> Task:
Which lines of the material below contain the string "suit"? Return every one of them, treating uppercase and lowercase letters as different.

[Excerpts from pointing data]
— start —

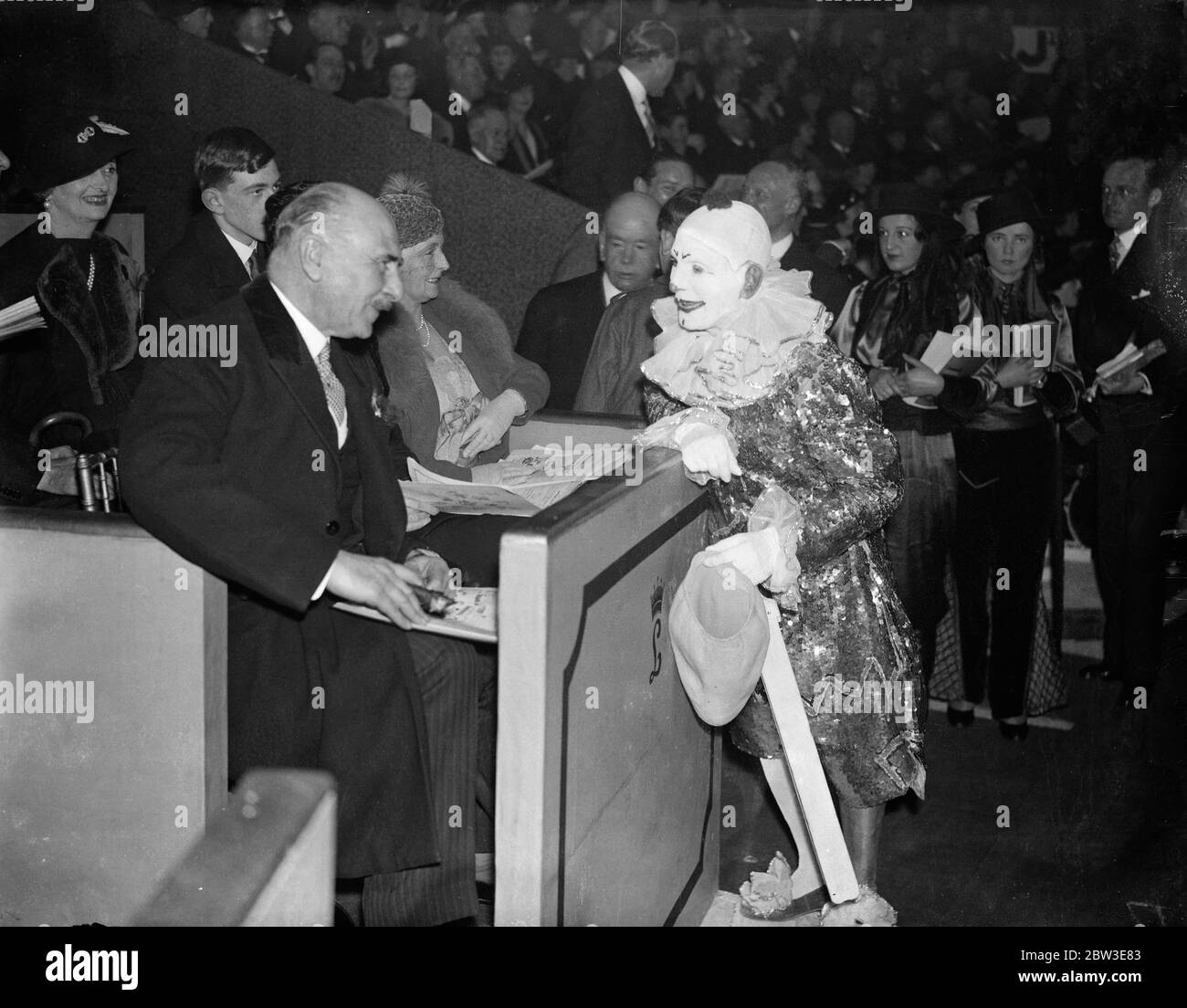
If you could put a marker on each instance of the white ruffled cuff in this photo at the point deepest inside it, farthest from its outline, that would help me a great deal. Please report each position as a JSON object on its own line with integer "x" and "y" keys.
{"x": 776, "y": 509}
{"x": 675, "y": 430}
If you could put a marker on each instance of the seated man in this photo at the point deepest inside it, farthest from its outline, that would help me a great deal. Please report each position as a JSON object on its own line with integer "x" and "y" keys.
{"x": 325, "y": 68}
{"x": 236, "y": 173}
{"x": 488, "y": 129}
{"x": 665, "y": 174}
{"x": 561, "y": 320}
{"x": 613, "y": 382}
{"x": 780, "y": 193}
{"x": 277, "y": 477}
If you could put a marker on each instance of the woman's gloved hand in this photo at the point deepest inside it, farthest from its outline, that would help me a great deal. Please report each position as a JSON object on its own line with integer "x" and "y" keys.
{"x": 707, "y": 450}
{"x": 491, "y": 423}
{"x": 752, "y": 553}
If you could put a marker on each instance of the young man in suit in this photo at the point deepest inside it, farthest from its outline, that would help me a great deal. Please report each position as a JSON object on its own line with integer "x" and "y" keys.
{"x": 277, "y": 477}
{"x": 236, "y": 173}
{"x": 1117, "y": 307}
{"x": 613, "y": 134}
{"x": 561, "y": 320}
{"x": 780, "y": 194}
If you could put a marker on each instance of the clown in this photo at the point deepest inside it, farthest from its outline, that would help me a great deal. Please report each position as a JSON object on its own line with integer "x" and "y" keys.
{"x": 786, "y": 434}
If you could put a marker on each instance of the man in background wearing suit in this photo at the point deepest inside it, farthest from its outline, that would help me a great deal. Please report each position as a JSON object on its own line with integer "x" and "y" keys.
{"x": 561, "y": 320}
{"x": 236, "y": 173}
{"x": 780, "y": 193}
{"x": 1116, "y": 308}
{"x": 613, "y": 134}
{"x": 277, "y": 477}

— end —
— start —

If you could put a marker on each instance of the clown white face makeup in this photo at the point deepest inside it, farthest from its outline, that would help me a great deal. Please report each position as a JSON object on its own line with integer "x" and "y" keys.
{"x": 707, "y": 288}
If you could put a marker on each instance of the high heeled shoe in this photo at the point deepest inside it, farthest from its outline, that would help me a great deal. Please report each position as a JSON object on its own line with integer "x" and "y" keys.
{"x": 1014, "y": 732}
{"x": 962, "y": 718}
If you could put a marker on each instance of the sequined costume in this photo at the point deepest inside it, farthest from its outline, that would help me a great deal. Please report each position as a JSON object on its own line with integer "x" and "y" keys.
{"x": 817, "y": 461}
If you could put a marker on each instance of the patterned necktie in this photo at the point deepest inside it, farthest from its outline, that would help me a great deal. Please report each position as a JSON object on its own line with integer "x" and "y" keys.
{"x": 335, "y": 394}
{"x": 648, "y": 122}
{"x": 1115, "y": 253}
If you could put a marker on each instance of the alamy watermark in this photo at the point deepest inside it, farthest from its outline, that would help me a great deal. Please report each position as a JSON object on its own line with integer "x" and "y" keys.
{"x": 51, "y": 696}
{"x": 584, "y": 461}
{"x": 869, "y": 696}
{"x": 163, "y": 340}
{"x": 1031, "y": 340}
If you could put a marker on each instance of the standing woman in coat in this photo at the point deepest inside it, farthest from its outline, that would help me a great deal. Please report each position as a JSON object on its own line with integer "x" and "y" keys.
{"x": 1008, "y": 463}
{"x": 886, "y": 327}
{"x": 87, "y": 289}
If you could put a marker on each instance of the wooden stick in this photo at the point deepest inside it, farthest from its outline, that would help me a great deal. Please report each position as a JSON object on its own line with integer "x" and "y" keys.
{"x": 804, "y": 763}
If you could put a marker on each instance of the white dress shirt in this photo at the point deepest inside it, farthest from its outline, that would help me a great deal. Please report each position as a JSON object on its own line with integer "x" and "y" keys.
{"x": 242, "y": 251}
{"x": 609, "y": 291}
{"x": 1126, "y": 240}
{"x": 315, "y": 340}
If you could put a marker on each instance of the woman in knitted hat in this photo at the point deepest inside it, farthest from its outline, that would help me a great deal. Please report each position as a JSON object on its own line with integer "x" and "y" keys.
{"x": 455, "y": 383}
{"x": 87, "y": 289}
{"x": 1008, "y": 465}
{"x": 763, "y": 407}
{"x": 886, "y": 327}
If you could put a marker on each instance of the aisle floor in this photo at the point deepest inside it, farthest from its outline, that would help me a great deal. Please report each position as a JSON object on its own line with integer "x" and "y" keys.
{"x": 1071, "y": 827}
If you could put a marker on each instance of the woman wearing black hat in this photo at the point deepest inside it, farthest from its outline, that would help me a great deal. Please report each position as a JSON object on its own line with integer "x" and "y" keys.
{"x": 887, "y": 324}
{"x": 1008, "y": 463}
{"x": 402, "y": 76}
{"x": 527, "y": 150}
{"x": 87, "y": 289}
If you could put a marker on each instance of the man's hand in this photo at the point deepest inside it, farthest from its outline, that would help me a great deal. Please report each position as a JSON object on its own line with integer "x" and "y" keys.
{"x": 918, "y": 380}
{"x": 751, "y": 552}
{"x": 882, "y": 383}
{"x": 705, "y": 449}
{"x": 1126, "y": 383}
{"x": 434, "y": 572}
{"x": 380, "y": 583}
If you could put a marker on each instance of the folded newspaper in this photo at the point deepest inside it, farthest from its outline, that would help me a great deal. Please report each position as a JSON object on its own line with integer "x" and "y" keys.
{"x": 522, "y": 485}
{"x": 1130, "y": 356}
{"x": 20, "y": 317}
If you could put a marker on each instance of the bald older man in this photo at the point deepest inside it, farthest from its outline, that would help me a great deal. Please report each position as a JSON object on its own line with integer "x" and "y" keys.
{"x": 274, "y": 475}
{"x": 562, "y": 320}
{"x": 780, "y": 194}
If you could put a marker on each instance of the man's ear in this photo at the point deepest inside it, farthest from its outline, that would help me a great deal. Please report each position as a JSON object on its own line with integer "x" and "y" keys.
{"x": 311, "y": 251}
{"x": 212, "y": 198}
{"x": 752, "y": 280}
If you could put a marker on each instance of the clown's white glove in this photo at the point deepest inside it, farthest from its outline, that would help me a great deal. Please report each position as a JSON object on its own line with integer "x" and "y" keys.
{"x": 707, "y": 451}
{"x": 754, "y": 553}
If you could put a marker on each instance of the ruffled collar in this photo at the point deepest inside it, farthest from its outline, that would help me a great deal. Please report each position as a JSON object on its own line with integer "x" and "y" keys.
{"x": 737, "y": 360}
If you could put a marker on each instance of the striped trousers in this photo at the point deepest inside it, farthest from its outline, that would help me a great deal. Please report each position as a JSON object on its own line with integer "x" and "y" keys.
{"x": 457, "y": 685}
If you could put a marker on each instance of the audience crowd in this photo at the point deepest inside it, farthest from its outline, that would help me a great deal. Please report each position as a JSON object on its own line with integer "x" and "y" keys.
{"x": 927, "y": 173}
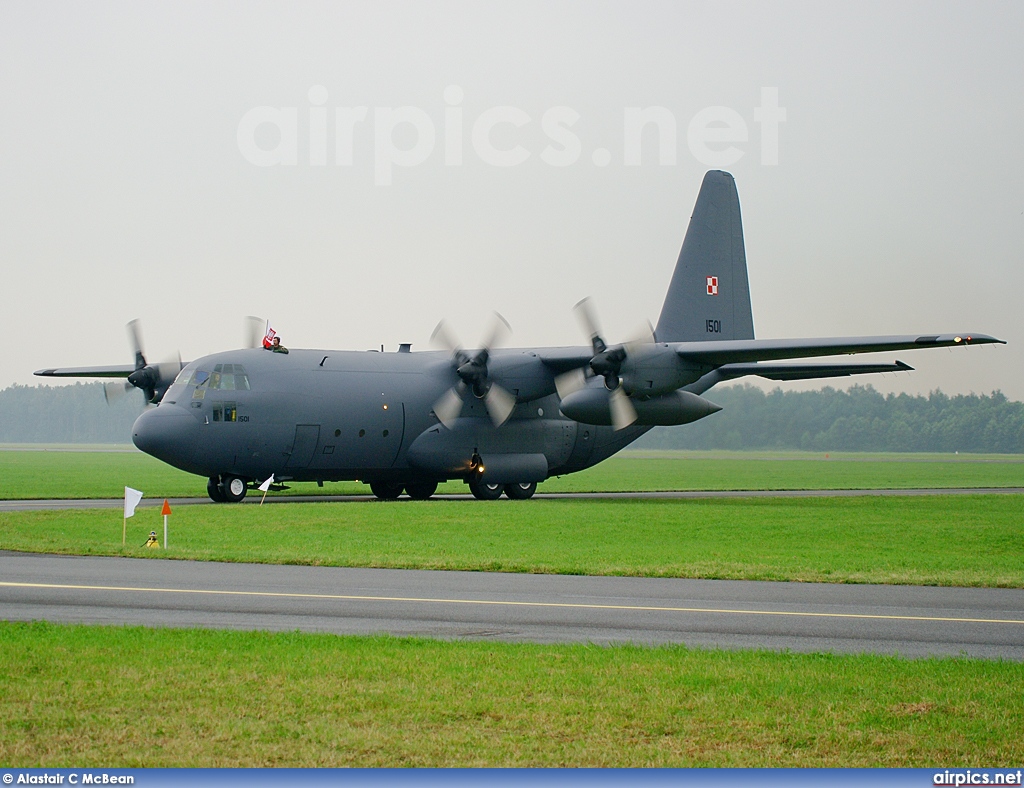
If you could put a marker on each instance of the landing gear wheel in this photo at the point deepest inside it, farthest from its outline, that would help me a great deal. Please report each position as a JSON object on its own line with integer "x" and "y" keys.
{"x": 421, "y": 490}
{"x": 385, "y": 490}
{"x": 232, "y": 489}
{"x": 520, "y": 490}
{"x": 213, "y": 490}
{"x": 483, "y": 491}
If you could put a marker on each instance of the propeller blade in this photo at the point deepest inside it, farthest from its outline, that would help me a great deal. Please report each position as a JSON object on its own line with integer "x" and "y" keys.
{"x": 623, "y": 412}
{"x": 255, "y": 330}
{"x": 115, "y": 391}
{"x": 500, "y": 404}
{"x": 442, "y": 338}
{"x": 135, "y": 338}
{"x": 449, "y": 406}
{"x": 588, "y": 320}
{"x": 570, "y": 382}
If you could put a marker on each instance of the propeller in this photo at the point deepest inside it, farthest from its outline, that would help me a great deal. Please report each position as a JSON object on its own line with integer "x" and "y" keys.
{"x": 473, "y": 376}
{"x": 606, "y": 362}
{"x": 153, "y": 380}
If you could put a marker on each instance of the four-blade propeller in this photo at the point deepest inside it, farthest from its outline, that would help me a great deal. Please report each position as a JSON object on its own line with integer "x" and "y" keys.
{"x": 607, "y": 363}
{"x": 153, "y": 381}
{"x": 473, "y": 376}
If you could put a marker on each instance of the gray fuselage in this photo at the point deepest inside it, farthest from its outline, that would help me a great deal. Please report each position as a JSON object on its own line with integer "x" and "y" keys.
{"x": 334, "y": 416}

— end —

> Solution for this problem:
If you could put a marker on each instance of the young man in suit in this photo at the point deepest inside it, farthest from its outline, that would help me a great deal. Please report each position as a JSON object on its own line with integer "x" and "y" keys.
If you could put a marker on each instance of the man in background wearing suit in this photo at the point deepest inside it, farthest from its outline, that would help me a great deal. Please report each position as a JSON object on its own line with integer "x" and "y" keys.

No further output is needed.